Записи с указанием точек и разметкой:
☆ ☆ ☆ ☆ ☆ ☆ ☆
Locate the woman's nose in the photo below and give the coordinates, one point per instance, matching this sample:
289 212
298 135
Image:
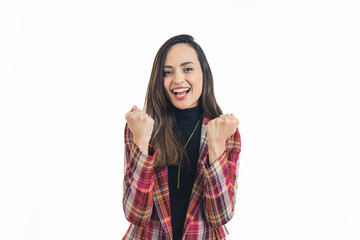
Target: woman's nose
178 77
☆ ☆ ☆ ☆ ☆ ☆ ☆
● ЗАДАНИЕ: Преобразуйте строки материала выше в нумерованный список, пропустив пустые строки. Изображения в ответ не включайте.

● РЕЗУЛЬТАТ УПРАЖНЕНИЯ:
1. Locate the woman's nose in the photo below and give the coordinates, one point per instance, matching this sample:
2. 289 212
3. 298 135
4. Image:
5. Target: woman's nose
6. 178 77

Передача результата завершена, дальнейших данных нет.